>> Begin
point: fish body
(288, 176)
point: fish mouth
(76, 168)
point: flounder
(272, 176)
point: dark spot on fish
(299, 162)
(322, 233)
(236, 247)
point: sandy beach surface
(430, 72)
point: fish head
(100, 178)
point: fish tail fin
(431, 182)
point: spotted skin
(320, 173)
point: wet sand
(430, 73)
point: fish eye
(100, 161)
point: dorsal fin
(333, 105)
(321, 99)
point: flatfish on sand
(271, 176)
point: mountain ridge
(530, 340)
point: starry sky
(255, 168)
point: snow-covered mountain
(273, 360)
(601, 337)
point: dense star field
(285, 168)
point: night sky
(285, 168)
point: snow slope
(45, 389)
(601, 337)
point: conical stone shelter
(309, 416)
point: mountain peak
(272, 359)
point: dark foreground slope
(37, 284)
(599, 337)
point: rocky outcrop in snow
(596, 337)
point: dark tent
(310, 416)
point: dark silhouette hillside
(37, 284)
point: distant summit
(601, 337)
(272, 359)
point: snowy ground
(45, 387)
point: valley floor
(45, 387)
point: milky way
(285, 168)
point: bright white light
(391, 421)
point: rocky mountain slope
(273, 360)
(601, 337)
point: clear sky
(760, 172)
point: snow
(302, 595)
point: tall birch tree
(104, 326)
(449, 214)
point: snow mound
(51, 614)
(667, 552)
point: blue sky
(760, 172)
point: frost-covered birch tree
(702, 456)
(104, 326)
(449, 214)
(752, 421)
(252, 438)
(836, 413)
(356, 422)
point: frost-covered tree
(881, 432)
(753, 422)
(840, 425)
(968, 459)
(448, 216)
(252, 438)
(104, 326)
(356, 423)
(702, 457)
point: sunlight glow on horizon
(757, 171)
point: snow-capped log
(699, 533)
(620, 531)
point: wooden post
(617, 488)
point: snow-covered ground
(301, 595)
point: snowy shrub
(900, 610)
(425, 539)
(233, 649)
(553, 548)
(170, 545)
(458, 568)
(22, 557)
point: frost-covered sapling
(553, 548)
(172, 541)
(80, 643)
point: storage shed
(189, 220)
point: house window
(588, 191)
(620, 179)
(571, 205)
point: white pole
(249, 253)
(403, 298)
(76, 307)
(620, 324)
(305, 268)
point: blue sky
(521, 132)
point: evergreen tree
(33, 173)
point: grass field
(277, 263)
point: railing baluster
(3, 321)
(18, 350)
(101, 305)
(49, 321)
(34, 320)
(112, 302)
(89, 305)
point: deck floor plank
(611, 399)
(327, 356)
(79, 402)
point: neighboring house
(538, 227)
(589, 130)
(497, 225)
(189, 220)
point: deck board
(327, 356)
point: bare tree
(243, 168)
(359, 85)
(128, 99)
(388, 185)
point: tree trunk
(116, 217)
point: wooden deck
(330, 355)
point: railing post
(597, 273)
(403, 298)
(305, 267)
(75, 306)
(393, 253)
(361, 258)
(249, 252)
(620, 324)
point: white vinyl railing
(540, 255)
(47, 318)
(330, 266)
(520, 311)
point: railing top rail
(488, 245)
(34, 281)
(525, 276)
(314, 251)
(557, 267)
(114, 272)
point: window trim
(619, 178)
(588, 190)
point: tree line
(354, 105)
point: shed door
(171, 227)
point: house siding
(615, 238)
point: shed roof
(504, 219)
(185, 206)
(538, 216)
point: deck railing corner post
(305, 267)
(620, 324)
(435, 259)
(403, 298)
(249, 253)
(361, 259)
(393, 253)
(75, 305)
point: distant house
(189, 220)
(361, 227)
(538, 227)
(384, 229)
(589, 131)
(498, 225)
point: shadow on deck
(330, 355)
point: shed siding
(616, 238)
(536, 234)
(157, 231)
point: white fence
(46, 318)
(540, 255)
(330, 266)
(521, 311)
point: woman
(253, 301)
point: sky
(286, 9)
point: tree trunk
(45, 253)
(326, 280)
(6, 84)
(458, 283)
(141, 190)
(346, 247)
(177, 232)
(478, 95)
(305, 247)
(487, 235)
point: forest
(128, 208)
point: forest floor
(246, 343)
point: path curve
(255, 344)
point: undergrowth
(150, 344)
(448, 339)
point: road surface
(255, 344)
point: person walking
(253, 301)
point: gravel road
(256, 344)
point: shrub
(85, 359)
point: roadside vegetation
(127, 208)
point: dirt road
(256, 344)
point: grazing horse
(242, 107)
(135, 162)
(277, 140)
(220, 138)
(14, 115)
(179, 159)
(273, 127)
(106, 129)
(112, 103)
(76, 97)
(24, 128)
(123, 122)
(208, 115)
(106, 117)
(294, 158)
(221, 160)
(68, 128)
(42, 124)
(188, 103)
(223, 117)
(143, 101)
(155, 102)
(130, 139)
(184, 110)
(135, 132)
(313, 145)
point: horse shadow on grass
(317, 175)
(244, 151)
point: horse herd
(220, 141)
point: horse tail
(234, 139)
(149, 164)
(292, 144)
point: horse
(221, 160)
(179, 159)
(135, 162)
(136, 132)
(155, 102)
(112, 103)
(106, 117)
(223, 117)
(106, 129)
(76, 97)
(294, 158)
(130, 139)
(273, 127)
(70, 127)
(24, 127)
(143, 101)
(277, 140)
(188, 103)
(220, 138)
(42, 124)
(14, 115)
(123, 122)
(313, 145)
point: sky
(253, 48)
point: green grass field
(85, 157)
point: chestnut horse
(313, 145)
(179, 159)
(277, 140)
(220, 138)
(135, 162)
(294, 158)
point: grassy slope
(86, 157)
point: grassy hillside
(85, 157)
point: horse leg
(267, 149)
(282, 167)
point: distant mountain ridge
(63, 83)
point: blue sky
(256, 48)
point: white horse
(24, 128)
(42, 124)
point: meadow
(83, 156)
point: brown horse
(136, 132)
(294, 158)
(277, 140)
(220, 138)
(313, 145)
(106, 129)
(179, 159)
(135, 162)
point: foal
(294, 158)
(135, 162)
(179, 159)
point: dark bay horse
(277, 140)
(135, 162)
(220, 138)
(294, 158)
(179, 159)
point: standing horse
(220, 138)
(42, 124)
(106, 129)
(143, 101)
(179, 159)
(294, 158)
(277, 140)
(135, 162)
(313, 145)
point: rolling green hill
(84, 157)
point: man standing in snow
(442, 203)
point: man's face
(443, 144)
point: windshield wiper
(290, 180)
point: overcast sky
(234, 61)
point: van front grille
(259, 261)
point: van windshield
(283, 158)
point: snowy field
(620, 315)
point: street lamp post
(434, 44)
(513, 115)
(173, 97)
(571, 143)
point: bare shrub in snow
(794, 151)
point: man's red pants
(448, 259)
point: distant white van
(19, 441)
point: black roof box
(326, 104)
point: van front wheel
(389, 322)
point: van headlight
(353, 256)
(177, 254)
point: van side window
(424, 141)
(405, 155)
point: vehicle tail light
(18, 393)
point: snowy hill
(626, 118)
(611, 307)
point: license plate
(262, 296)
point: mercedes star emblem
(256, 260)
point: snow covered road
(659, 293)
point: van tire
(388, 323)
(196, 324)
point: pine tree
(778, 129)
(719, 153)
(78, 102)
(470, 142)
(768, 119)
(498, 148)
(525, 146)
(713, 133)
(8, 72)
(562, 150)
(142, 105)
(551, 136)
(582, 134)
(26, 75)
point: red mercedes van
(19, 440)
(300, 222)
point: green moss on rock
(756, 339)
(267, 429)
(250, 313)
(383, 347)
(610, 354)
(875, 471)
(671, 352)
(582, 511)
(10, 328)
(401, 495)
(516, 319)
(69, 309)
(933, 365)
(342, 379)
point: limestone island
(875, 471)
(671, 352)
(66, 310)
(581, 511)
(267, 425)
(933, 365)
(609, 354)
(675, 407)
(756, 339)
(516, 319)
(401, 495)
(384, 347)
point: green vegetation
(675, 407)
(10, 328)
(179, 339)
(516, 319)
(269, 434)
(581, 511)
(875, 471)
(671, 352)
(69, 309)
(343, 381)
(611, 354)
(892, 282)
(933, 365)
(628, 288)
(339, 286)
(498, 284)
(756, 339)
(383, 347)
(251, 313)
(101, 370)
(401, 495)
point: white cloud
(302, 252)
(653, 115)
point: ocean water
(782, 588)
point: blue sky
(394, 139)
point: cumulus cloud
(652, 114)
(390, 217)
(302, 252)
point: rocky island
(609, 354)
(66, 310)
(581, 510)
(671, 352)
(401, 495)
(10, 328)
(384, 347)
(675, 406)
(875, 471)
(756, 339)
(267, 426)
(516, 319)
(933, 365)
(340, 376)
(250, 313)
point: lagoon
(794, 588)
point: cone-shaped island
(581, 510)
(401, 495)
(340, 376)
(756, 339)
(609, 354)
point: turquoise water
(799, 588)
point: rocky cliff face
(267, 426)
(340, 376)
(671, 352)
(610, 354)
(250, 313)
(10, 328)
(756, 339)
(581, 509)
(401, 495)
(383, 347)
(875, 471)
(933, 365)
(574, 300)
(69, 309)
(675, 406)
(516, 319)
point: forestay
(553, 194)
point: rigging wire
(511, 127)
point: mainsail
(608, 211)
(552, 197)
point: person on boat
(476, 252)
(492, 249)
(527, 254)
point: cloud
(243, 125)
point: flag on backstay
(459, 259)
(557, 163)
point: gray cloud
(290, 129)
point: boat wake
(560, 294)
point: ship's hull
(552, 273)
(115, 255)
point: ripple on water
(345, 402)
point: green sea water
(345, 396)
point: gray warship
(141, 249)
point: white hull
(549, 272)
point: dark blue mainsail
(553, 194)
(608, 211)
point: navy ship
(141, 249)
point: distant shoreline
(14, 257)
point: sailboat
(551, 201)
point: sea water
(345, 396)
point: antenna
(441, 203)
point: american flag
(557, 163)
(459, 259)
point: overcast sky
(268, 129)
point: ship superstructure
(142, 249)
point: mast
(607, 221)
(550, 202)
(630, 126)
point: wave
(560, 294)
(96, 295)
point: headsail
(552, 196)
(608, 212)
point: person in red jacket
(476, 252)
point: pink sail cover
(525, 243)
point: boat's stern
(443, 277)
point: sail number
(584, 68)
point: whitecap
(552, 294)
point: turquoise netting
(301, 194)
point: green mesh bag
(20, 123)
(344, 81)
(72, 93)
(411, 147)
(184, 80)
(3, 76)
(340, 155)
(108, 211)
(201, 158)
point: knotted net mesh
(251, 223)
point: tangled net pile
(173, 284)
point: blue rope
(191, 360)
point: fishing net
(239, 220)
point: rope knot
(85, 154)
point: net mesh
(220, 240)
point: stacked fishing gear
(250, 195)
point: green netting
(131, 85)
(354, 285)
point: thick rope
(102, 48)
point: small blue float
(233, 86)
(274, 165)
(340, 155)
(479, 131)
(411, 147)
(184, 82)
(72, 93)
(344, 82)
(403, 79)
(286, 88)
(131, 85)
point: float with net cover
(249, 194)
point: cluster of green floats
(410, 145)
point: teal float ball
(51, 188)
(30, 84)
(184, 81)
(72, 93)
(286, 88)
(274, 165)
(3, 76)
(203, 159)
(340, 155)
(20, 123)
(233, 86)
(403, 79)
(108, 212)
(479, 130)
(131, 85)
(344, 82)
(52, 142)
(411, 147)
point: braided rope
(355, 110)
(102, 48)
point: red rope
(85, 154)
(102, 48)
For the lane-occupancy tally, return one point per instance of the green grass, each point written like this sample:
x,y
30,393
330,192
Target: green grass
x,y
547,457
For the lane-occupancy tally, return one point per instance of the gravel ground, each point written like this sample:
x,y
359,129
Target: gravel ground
>> End
* Short problem:
Could you give the stretch from the line containing "point: blue rope" through the last of the lines above again, with "rope" replaced by "cord" and nothing else altered?

* Answer to the exercise:
point: blue cord
(191, 360)
point: fishing net
(239, 220)
point: cord knot
(85, 154)
point: net mesh
(220, 240)
point: stacked fishing gear
(250, 195)
point: green netting
(131, 85)
(354, 285)
point: thick cord
(102, 48)
point: small blue float
(233, 86)
(274, 165)
(340, 155)
(479, 131)
(411, 147)
(184, 82)
(72, 93)
(344, 82)
(403, 79)
(286, 88)
(131, 85)
point: float with net cover
(249, 194)
point: cluster of green floats
(410, 145)
point: teal float ball
(51, 188)
(30, 84)
(184, 81)
(72, 93)
(286, 88)
(274, 165)
(3, 76)
(203, 159)
(340, 155)
(20, 123)
(233, 86)
(403, 79)
(108, 212)
(479, 130)
(131, 85)
(344, 82)
(52, 142)
(411, 147)
point: braided cord
(355, 110)
(102, 48)
point: red cord
(85, 154)
(102, 48)
For the lane-occupancy tally, return one point per instance of the green grass, each point written like this sample:
x,y
30,393
330,192
Target: green grass
x,y
547,457
For the lane-occupancy tally, return one point per instance of the gravel ground, each point written like this sample:
x,y
359,129
Target: gravel ground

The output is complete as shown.